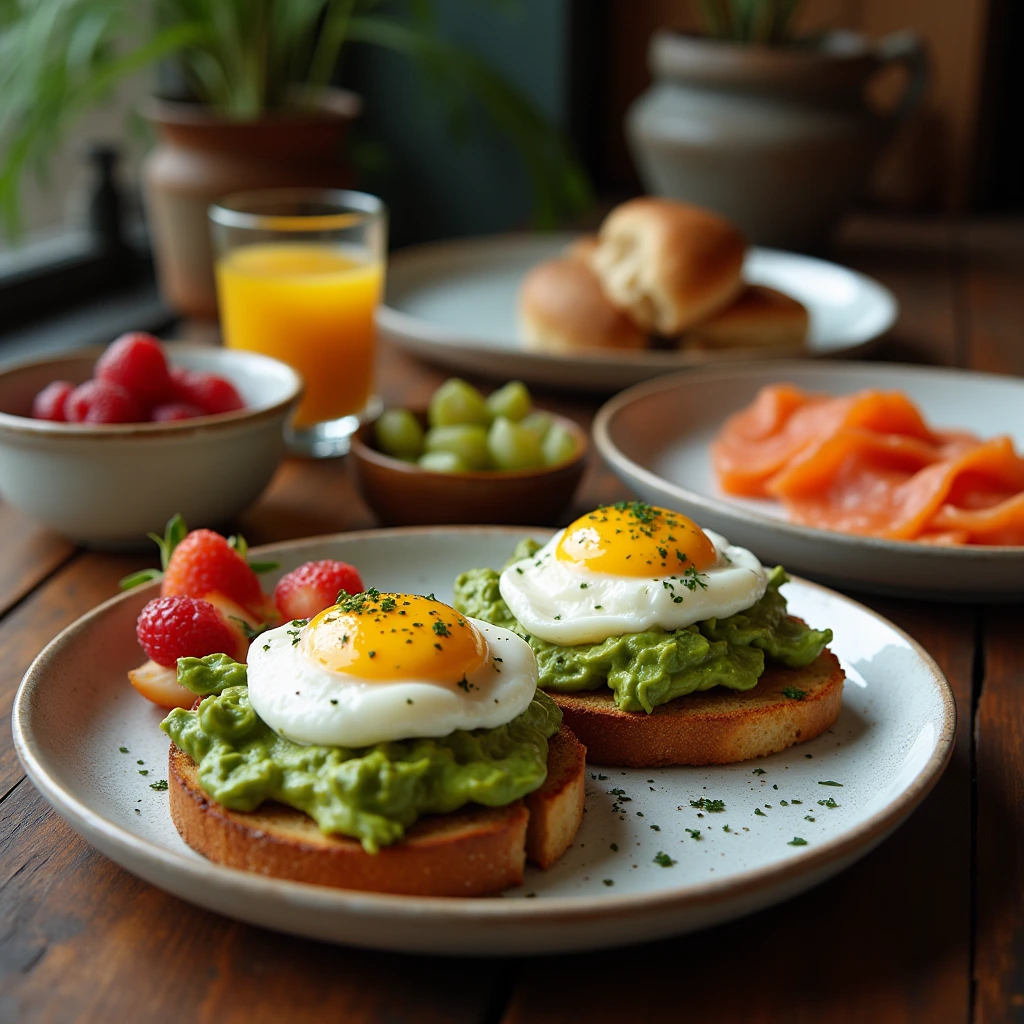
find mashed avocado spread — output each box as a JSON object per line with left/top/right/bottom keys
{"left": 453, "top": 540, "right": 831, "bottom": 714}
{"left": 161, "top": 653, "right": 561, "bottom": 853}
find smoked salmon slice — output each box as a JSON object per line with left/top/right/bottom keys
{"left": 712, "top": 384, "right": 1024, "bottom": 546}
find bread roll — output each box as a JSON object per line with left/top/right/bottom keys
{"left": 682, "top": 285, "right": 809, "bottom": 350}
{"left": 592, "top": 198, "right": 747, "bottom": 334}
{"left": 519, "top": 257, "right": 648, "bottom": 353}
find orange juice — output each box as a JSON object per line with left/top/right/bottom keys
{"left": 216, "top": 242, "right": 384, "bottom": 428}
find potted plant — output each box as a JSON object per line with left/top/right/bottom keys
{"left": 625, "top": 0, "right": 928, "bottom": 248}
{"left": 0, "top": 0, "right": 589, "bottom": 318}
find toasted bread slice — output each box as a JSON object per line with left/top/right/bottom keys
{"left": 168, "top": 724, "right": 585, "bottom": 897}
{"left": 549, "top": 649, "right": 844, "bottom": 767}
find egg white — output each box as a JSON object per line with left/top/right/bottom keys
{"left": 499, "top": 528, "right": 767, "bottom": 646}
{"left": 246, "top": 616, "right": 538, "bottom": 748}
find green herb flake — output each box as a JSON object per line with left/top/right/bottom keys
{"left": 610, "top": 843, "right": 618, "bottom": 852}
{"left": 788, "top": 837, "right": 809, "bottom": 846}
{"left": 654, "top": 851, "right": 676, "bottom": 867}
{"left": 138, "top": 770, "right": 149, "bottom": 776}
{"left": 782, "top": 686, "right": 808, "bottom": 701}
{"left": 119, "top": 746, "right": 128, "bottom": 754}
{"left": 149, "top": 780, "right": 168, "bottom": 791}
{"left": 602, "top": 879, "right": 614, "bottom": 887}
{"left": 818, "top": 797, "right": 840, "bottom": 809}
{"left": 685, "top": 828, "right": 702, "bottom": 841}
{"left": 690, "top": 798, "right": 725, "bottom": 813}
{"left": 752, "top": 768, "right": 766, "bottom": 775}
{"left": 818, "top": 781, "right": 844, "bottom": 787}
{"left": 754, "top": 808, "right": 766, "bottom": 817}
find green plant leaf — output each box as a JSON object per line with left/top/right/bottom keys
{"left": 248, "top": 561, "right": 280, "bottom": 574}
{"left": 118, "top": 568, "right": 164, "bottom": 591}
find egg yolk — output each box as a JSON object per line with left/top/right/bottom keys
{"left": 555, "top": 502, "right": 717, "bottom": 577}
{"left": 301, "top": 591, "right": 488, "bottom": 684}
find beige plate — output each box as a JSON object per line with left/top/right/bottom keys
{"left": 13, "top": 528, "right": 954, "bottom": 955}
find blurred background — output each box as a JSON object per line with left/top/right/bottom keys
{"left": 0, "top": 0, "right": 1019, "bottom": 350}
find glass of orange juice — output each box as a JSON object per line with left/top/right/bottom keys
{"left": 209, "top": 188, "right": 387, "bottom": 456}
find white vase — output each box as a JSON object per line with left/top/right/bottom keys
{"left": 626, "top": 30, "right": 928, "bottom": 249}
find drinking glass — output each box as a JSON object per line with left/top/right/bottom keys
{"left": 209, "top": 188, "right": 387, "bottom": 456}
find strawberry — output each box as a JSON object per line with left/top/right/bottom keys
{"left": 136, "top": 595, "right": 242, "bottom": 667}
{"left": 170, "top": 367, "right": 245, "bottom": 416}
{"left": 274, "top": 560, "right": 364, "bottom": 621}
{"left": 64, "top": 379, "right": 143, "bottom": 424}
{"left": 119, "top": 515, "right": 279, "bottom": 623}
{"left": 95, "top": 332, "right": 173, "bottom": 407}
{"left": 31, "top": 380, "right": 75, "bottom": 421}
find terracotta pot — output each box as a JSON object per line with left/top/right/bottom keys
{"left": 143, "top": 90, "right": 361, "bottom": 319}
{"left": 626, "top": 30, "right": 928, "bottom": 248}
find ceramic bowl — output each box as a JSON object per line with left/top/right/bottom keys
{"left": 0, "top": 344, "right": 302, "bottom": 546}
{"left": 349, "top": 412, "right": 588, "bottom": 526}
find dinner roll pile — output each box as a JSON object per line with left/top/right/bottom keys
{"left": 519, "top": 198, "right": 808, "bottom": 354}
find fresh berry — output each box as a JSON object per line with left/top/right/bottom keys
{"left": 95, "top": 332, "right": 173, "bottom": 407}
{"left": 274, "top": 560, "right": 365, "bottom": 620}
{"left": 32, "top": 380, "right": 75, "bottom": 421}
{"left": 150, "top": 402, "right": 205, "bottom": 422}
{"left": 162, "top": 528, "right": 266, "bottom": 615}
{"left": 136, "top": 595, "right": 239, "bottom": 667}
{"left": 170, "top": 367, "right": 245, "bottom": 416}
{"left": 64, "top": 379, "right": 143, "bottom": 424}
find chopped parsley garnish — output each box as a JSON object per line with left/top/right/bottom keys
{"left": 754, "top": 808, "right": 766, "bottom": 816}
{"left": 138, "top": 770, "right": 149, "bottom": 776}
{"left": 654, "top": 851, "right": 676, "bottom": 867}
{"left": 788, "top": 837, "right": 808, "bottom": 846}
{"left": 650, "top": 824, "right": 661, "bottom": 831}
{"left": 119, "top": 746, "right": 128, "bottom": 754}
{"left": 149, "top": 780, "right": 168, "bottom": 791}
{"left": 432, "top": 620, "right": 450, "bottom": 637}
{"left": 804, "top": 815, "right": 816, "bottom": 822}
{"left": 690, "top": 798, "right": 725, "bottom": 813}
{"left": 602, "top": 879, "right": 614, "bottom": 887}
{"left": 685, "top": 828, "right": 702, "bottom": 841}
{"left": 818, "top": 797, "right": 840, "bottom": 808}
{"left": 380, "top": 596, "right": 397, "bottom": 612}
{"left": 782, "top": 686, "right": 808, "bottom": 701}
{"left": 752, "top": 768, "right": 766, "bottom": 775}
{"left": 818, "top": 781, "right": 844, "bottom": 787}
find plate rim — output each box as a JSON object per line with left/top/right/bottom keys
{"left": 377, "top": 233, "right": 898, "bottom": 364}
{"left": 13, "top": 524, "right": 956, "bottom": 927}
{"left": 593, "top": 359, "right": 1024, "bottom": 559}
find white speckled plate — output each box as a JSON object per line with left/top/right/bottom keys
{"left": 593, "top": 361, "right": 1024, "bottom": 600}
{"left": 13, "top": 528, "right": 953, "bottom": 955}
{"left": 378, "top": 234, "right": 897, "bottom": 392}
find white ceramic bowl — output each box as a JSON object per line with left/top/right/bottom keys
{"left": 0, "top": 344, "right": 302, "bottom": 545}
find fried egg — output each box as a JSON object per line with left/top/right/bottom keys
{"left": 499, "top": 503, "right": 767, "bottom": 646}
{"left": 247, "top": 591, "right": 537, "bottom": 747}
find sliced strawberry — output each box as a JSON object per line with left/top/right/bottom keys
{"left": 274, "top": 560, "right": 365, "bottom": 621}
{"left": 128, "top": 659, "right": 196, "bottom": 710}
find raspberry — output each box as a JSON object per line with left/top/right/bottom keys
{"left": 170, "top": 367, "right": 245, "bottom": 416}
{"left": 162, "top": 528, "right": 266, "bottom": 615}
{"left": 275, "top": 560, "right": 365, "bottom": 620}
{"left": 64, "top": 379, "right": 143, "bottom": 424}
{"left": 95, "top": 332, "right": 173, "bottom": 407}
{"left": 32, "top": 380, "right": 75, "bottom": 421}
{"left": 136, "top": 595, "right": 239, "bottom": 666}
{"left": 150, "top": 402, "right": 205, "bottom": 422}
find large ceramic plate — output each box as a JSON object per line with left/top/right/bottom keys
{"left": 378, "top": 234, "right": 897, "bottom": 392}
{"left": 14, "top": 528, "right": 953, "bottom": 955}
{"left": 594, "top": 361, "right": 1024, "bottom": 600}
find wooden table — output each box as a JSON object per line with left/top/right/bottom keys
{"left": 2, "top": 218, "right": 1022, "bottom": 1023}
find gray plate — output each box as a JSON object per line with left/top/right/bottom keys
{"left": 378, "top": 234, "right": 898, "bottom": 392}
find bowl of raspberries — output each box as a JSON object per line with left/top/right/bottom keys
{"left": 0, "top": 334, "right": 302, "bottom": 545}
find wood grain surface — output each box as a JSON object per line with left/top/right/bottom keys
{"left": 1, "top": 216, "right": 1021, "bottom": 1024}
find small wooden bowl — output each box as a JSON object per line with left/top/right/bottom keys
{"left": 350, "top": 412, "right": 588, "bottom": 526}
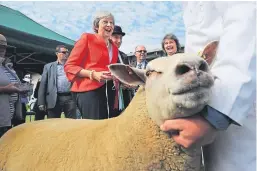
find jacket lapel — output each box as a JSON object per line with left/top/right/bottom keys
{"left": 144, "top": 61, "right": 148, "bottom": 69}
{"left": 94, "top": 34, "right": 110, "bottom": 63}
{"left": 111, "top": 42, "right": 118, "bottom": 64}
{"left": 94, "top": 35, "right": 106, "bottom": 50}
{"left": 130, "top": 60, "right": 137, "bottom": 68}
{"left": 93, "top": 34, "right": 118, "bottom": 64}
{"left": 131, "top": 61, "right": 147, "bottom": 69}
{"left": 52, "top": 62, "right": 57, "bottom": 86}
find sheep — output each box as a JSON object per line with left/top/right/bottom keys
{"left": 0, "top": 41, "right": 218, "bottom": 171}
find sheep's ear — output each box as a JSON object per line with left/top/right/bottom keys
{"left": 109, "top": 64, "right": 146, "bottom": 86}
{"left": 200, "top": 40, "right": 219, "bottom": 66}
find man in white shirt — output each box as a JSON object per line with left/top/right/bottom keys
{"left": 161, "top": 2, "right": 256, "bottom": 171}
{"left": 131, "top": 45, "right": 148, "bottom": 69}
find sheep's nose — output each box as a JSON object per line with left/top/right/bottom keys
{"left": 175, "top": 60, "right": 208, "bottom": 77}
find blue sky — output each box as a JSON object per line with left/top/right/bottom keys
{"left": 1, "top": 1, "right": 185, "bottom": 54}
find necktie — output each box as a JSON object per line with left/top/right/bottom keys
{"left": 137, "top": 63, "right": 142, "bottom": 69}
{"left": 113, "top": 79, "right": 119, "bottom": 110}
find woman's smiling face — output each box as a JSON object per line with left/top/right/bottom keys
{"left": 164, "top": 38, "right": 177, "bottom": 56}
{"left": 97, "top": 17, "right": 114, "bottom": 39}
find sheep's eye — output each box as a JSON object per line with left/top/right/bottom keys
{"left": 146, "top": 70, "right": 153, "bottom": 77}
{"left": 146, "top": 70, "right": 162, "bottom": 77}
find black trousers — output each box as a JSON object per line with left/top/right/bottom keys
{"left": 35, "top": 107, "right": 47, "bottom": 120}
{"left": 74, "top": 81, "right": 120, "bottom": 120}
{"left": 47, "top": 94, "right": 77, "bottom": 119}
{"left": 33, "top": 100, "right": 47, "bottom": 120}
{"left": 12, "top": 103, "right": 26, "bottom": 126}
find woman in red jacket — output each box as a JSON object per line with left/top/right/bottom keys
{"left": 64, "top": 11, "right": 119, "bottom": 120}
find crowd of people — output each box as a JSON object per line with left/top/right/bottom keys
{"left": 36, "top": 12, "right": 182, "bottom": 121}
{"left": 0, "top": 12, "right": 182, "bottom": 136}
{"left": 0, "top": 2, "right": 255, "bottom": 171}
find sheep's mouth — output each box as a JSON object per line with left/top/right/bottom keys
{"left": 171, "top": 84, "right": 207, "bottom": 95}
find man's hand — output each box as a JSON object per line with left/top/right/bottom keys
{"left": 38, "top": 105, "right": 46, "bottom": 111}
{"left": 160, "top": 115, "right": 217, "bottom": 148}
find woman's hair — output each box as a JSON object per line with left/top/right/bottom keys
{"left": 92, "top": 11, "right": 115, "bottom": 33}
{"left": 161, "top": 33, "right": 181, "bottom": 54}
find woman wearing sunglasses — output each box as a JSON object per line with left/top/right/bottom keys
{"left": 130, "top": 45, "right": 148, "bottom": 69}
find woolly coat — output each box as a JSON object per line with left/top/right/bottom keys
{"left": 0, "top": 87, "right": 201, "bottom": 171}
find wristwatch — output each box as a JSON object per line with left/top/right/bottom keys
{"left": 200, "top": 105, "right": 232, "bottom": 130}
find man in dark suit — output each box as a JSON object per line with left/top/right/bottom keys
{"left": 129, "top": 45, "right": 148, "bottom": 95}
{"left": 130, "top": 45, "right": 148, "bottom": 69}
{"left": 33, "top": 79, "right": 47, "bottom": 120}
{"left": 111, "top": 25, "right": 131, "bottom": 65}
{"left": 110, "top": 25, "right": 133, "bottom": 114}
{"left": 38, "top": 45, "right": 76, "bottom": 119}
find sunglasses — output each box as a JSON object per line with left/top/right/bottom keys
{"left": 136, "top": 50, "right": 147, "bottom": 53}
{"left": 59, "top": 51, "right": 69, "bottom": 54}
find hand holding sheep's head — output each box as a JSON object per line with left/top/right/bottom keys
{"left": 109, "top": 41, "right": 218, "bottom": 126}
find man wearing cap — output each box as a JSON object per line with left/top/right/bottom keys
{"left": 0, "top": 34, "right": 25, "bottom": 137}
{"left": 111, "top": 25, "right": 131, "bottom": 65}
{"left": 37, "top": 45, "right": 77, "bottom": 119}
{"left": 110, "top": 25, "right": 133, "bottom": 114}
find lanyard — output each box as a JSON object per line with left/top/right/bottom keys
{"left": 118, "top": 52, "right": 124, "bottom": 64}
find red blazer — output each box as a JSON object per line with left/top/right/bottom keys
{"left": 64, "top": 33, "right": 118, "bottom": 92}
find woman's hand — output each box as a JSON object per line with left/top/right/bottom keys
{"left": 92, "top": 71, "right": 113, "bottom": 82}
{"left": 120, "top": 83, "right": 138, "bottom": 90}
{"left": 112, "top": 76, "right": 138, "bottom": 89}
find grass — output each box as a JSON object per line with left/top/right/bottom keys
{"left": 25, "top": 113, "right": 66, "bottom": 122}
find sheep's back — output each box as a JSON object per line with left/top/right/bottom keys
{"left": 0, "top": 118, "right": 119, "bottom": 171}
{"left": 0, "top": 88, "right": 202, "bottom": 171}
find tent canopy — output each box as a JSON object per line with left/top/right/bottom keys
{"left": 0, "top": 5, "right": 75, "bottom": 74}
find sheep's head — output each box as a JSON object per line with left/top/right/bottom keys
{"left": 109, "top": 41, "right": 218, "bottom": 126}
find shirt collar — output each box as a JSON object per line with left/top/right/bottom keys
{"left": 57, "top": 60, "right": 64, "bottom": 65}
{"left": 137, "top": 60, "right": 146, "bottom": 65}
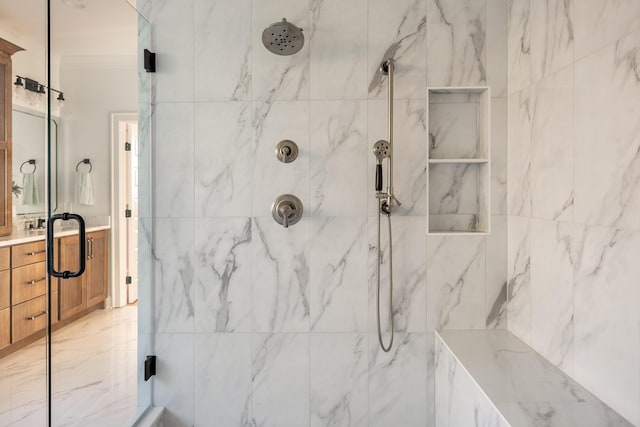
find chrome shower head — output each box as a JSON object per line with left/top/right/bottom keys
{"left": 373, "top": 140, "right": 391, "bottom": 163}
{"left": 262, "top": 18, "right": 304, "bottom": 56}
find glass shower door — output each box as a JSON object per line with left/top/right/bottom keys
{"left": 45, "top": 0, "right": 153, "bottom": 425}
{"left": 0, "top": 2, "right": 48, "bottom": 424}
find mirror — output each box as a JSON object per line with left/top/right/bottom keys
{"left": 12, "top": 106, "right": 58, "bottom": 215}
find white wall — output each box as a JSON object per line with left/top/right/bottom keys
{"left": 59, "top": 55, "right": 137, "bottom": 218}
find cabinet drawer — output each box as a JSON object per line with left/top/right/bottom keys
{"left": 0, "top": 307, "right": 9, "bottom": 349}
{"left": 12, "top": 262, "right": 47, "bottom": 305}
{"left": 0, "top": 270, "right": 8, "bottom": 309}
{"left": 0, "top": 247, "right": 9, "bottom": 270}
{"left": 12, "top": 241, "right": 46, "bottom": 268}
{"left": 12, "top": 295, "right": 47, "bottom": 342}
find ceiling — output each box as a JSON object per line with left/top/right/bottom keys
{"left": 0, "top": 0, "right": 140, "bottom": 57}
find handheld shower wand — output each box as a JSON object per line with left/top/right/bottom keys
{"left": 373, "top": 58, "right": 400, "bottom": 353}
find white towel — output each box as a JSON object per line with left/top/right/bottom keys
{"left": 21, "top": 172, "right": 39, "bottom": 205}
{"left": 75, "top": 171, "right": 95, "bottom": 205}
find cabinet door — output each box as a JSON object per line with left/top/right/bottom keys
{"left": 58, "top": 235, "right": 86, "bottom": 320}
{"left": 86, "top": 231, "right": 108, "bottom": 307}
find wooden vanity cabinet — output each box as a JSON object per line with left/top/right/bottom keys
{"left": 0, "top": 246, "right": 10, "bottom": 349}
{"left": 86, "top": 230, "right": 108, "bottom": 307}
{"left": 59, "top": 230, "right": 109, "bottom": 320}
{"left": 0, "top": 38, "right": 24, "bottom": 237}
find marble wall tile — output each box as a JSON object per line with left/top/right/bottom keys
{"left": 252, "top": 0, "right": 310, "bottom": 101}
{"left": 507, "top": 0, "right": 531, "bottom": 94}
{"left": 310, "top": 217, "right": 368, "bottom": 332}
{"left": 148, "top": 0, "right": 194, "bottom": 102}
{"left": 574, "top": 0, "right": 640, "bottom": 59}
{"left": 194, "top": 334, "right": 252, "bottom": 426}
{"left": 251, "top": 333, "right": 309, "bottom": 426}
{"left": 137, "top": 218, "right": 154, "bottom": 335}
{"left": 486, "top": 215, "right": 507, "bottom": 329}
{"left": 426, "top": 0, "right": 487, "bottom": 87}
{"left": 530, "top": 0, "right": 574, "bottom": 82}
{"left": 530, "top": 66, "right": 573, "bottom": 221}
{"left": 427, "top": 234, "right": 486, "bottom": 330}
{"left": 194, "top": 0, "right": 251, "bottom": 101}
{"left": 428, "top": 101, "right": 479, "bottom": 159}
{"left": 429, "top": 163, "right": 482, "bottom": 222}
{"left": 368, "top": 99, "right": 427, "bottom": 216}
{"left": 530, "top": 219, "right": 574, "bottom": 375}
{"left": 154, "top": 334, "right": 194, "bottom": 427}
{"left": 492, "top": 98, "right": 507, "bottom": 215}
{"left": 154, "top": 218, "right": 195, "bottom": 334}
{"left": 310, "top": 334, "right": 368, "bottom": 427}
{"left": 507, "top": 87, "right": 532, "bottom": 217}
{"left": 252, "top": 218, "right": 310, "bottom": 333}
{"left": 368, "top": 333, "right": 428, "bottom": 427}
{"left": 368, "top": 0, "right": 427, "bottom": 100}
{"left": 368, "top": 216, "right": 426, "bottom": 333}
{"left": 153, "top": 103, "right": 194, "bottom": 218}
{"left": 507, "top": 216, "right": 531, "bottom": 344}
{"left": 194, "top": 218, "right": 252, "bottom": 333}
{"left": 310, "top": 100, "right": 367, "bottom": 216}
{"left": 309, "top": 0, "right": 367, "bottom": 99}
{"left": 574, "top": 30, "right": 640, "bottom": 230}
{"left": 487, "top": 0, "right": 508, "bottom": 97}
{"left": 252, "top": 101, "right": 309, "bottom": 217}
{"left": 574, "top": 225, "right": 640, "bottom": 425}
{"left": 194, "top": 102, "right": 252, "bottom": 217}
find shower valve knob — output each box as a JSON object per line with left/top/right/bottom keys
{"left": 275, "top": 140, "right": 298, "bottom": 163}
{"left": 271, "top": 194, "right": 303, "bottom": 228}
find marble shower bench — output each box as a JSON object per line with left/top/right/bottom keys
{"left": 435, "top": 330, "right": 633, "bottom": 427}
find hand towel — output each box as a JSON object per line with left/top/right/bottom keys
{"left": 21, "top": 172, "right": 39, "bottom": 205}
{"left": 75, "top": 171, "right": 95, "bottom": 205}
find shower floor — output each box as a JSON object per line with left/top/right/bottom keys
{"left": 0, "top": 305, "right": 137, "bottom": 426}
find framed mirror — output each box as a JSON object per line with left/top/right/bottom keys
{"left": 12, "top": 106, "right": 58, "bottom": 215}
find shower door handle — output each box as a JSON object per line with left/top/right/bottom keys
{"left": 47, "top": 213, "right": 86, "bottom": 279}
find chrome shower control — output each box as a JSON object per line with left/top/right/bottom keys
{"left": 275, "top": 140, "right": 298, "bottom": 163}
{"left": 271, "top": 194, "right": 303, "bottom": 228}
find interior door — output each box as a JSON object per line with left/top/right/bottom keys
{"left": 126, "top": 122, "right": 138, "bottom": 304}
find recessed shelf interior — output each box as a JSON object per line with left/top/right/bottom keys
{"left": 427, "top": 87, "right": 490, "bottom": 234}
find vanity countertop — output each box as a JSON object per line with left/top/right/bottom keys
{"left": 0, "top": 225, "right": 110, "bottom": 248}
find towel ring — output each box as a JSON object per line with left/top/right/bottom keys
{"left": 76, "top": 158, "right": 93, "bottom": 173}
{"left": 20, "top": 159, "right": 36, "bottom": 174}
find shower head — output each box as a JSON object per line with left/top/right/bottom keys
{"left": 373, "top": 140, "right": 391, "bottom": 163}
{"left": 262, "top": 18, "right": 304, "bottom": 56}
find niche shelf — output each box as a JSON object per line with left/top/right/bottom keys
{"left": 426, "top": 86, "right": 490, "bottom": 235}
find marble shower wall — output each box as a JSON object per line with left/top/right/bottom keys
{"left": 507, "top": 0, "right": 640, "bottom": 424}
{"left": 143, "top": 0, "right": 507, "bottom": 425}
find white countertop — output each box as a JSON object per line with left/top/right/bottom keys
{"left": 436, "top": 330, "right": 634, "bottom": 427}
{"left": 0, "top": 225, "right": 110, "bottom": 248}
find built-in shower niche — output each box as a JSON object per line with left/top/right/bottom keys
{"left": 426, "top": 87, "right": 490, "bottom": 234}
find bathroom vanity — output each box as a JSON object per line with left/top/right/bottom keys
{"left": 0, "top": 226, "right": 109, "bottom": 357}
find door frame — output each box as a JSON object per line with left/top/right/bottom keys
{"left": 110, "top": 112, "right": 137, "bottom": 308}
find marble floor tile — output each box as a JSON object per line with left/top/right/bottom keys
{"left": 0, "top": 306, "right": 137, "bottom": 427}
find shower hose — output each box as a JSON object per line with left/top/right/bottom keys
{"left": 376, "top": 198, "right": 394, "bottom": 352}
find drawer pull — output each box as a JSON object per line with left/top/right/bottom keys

● ● ● ●

**Work order**.
Your answer should be an exact copy of the lines from the one with "find white countertop" through the end of the material, with no other lines.

**Answer to this exercise**.
find white countertop — output each box as a JSON object per line with left/top/right/bottom keys
{"left": 436, "top": 330, "right": 634, "bottom": 427}
{"left": 0, "top": 225, "right": 110, "bottom": 248}
find built-in shower niche — output each box as a JSON object per line with left/top/right/bottom keys
{"left": 426, "top": 87, "right": 490, "bottom": 234}
find bathroom vanity — output each box as a JSON object per line with left/top/right/bottom keys
{"left": 0, "top": 226, "right": 109, "bottom": 357}
find door frame — output each box as a JSON object per line with left/top/right/bottom keys
{"left": 110, "top": 112, "right": 137, "bottom": 308}
find marble floor tile — output each box as a JSON object per line with left/top/right/bottom keys
{"left": 0, "top": 306, "right": 137, "bottom": 427}
find shower hose — output each box as a JSON object per line with left/top/right/bottom keys
{"left": 376, "top": 198, "right": 394, "bottom": 352}
find drawer pull — output each box as a JSON object per line with left/top/right/bottom keys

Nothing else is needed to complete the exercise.